In Greek mythology, the Muses (Greek Μούσαι, Mousai) are nine archaic goddesses who embody the right evocation of myth, inspired through remembered and improvised song and traditional "music" and dances. They were water nymphs, associated with the springs of Helicon and Pieris. They are sometimes called Pierides from their association with the spring of Pieres. The Olympian system set Apollo as their leader, Apollon Mousagetes.
According to Hesiod's Theogony, they are the daughters of Zeus, king of the gods, and Mnemosyne, goddess of memory. For Mimnermus, they were even more primordial, springing from Uranus and Gaia. Pausanias supports that there were two generations of Muses; the first being daughters of Uranus and Gaia, the second from Zeus and Mnemosyne. Another rarer belief is that they are daughters of Harmonia (the daughter of Aphrodite and Ares) which contradicts with the myth in which they were dancing in the marriage of Harmonia and Cadmus.
Muses in myth
According to Pausanias there were three original Muses: Aoide ("song", "voice"), Melete ("practice" or "occasion") and Mneme ("memory") (Paus. 9.29.1). Together, they form the complete picture of the preconditions of poetic art in cult practice. In Delphi three Muses were worshipped as well but with other names: Nete , Mesi and Hypate which are the names of the three chords of the ancient musical instrument lyre
In later tradition, the fourth Muse, Arche, was also considered.

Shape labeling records

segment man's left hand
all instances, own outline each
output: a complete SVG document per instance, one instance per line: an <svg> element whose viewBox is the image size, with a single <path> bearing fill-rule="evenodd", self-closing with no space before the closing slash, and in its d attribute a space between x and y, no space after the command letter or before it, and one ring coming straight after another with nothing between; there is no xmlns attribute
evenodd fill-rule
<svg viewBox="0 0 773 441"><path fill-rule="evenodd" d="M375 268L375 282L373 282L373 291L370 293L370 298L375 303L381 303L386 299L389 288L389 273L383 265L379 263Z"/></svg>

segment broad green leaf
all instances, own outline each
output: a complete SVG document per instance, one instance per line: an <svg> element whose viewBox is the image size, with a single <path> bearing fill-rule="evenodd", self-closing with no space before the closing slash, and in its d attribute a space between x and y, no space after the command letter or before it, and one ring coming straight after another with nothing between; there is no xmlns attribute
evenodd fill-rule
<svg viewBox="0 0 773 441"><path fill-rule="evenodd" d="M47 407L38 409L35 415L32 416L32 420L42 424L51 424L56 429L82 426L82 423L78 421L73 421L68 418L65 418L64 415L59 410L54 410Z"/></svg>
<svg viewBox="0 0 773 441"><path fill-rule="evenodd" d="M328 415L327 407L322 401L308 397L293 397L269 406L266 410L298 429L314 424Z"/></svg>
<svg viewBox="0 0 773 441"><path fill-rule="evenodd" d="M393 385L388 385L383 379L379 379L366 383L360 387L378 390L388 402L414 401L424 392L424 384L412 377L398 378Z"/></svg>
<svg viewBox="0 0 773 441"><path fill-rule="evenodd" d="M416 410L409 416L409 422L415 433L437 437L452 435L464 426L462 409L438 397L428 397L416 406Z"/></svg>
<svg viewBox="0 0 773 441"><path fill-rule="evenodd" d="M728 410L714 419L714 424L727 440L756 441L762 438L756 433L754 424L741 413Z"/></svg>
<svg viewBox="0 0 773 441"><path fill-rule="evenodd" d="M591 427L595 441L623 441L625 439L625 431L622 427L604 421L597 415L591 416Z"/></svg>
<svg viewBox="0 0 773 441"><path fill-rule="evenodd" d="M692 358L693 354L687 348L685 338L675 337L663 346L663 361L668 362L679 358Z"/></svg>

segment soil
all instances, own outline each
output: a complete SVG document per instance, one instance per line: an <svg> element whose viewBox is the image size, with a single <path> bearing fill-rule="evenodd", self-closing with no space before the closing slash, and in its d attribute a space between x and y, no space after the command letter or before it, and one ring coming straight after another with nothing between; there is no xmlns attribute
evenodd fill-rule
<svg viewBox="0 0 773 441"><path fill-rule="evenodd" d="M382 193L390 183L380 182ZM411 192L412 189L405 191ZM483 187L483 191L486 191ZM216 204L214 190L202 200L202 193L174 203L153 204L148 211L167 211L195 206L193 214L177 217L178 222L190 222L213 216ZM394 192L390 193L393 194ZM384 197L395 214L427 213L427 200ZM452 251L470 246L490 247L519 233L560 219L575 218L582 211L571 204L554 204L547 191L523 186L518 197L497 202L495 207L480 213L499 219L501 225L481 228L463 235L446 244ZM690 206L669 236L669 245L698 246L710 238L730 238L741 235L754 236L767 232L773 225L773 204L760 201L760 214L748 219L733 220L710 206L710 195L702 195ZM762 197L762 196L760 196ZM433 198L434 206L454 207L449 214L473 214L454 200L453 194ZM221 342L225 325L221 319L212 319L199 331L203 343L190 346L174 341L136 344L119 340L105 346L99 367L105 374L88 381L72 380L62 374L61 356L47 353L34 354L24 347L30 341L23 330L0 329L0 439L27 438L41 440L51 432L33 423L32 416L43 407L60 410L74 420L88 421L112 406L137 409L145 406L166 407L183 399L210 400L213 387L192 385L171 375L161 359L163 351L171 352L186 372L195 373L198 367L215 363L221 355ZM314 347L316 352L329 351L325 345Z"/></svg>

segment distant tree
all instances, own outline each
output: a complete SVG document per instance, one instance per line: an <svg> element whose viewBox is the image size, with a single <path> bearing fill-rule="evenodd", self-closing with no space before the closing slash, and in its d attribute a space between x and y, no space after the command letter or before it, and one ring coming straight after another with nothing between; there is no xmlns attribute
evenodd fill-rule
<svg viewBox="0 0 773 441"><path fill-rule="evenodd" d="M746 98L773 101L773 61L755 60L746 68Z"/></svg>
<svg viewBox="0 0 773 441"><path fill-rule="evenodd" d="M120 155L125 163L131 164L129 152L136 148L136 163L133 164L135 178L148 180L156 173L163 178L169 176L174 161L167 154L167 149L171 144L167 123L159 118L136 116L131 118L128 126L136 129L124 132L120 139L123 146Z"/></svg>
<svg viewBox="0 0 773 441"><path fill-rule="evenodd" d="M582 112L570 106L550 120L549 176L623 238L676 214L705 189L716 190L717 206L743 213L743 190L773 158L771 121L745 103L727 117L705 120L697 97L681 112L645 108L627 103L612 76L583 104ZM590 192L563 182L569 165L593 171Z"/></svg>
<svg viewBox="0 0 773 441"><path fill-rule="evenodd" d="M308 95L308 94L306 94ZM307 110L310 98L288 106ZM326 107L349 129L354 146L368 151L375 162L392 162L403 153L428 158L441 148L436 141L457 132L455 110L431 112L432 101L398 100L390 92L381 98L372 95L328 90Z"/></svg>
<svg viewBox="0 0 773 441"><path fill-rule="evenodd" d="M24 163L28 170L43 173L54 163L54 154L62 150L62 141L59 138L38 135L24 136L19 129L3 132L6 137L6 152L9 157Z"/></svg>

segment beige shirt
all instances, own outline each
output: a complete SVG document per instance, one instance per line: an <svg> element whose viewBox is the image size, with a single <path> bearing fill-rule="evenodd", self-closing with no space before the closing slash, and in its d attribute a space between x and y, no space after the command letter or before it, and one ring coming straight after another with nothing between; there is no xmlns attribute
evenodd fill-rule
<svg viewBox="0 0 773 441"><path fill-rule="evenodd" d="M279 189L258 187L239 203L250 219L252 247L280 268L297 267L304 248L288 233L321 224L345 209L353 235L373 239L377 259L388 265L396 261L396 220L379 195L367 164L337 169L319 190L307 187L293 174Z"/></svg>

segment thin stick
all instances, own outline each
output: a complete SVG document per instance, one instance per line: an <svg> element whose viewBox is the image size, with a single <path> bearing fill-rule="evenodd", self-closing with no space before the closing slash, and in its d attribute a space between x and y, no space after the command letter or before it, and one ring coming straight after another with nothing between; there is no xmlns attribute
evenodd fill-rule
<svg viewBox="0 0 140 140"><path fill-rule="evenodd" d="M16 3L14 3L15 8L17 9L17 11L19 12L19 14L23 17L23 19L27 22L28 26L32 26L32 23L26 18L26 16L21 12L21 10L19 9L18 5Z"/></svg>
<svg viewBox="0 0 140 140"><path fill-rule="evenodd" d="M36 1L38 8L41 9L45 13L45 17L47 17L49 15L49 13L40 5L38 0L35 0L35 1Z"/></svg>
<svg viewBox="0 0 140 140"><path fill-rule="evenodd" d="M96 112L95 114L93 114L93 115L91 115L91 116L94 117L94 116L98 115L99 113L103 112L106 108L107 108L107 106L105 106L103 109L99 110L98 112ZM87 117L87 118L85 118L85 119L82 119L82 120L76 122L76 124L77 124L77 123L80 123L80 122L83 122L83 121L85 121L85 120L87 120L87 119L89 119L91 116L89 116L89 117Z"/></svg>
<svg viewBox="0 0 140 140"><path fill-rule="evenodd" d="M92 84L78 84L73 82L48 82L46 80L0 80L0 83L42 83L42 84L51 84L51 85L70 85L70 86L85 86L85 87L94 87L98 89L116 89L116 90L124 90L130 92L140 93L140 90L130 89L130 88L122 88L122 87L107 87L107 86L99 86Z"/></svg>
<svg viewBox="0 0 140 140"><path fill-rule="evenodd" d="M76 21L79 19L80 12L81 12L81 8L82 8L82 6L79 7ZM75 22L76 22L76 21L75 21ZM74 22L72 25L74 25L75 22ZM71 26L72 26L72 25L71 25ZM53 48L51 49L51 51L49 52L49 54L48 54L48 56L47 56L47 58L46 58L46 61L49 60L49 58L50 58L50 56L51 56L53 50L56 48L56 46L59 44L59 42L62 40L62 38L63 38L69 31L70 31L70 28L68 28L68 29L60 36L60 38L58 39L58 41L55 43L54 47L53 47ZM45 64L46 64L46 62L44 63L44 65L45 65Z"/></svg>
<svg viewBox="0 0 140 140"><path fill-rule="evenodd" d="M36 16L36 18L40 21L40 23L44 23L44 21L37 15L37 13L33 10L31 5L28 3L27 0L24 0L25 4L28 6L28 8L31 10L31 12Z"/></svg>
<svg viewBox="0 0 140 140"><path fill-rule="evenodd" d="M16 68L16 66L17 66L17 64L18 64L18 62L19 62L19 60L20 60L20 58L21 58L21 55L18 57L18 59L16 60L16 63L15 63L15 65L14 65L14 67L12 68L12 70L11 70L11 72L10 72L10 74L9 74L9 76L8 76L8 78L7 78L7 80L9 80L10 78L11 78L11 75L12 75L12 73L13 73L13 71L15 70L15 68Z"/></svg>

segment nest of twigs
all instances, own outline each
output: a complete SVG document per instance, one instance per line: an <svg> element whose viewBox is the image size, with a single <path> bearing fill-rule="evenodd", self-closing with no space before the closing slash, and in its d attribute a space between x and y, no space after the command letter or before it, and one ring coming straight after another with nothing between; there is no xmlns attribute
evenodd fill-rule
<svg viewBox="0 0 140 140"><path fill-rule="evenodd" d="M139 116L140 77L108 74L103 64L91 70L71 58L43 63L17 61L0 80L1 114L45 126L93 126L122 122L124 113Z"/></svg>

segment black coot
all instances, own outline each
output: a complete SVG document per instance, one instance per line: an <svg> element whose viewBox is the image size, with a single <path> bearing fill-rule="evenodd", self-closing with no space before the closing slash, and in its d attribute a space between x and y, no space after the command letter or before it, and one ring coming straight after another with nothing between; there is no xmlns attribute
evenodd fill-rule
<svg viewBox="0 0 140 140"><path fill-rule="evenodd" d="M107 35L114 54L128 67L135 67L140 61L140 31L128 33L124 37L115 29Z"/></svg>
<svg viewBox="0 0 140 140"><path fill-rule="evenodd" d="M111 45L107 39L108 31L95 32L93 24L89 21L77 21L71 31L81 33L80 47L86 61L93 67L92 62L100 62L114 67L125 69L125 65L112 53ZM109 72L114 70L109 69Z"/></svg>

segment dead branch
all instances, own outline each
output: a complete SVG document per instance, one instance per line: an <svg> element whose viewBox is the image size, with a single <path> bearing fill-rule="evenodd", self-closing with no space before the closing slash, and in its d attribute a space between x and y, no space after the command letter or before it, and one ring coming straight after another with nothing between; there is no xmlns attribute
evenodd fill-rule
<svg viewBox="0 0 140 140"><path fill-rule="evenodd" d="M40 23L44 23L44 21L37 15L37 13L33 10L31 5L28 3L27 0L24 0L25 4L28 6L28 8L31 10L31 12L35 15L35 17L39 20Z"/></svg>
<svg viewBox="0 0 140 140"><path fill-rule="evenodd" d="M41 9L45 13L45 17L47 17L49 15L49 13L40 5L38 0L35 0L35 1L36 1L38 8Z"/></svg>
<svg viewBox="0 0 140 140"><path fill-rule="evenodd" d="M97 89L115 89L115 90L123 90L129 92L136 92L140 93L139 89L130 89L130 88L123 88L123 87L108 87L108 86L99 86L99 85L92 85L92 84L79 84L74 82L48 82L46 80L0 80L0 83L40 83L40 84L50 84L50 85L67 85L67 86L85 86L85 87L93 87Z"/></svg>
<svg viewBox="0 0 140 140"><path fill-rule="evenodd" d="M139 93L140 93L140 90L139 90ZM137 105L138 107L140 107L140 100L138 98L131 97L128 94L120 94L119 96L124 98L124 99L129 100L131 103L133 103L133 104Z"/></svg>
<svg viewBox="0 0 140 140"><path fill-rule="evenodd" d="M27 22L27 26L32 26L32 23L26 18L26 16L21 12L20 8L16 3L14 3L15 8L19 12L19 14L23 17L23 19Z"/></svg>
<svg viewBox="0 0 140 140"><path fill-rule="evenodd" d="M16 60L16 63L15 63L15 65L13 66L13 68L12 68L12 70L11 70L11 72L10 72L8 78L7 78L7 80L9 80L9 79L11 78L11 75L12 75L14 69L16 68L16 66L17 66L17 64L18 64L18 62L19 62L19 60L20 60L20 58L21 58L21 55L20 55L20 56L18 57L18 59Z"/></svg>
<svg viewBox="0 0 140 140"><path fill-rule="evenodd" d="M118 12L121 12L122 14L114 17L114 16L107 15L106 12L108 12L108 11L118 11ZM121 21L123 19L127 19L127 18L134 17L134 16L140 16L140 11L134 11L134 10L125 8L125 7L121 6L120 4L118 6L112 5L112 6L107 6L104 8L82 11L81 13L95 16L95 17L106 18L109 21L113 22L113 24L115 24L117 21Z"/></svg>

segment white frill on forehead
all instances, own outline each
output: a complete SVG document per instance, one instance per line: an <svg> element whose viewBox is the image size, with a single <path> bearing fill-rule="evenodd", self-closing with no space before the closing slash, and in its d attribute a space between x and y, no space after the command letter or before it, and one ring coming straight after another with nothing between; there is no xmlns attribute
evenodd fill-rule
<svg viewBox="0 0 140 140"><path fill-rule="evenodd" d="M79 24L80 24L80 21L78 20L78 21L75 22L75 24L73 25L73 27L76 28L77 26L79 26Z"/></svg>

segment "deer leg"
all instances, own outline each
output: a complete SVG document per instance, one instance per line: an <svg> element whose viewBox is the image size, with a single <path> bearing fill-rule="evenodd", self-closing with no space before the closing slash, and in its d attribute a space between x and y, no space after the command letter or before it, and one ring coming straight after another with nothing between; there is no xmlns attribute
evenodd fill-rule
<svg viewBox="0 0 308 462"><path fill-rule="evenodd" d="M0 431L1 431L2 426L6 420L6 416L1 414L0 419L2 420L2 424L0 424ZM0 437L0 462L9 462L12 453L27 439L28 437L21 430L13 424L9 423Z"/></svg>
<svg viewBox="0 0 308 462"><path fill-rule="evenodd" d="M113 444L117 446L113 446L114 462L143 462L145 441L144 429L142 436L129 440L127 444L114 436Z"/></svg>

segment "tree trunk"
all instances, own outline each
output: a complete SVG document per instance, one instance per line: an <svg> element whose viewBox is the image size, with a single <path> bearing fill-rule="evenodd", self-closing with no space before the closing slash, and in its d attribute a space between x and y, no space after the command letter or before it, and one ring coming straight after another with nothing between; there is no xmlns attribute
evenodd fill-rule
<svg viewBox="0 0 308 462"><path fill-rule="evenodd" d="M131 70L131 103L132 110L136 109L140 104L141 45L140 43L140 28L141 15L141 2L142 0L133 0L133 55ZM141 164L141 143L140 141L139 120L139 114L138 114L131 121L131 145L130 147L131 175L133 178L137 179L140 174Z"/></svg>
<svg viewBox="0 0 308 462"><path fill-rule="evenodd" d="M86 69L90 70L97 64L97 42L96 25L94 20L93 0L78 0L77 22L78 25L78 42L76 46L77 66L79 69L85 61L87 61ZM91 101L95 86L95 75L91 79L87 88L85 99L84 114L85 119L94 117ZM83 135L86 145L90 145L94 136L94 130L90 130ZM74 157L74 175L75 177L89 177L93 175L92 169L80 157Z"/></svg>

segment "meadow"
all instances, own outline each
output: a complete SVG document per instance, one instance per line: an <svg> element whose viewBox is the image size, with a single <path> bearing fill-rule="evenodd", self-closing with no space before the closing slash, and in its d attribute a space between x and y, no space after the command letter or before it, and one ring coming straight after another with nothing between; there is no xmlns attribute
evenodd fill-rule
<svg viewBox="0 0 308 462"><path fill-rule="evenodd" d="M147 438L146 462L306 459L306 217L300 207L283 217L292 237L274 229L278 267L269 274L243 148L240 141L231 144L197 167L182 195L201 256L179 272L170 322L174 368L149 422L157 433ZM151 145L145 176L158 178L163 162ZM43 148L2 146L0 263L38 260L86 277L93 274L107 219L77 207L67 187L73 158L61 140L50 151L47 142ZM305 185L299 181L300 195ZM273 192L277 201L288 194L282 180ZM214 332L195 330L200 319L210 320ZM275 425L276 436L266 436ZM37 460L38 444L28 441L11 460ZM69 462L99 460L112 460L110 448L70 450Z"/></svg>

* What you will do:
(a) Quote the passage on the Muses in full, word for word.
(b) Print the shape labeling entries exactly, starting at the first entry and ending at the line that contains "268L375 282L373 282L373", with both ends included.

* Answers below:
(a)
In Greek mythology, the Muses (Greek Μούσαι, Mousai) are nine archaic goddesses who embody the right evocation of myth, inspired through remembered and improvised song and traditional "music" and dances. They were water nymphs, associated with the springs of Helicon and Pieris. They are sometimes called Pierides from their association with the spring of Pieres. The Olympian system set Apollo as their leader, Apollon Mousagetes.
According to Hesiod's Theogony, they are the daughters of Zeus, king of the gods, and Mnemosyne, goddess of memory. For Mimnermus, they were even more primordial, springing from Uranus and Gaia. Pausanias supports that there were two generations of Muses; the first being daughters of Uranus and Gaia, the second from Zeus and Mnemosyne. Another rarer belief is that they are daughters of Harmonia (the daughter of Aphrodite and Ares) which contradicts with the myth in which they were dancing in the marriage of Harmonia and Cadmus.
Muses in myth
According to Pausanias there were three original Muses: Aoide ("song", "voice"), Melete ("practice" or "occasion") and Mneme ("memory") (Paus. 9.29.1). Together, they form the complete picture of the preconditions of poetic art in cult practice. In Delphi three Muses were worshipped as well but with other names: Nete , Mesi and Hypate which are the names of the three chords of the ancient musical instrument lyre
In later tradition, the fourth Muse, Arche, was also considered.

(b)
segment man's left hand
all instances, own outline each
output: a complete SVG document per instance, one instance per line: an <svg> element whose viewBox is the image size, with a single <path> bearing fill-rule="evenodd", self-closing with no space before the closing slash, and in its d attribute a space between x and y, no space after the command letter or before it, and one ring coming straight after another with nothing between; there is no xmlns attribute
evenodd fill-rule
<svg viewBox="0 0 773 441"><path fill-rule="evenodd" d="M375 268L375 282L373 282L373 291L370 293L370 298L375 303L381 303L386 299L389 288L389 273L383 265L379 263Z"/></svg>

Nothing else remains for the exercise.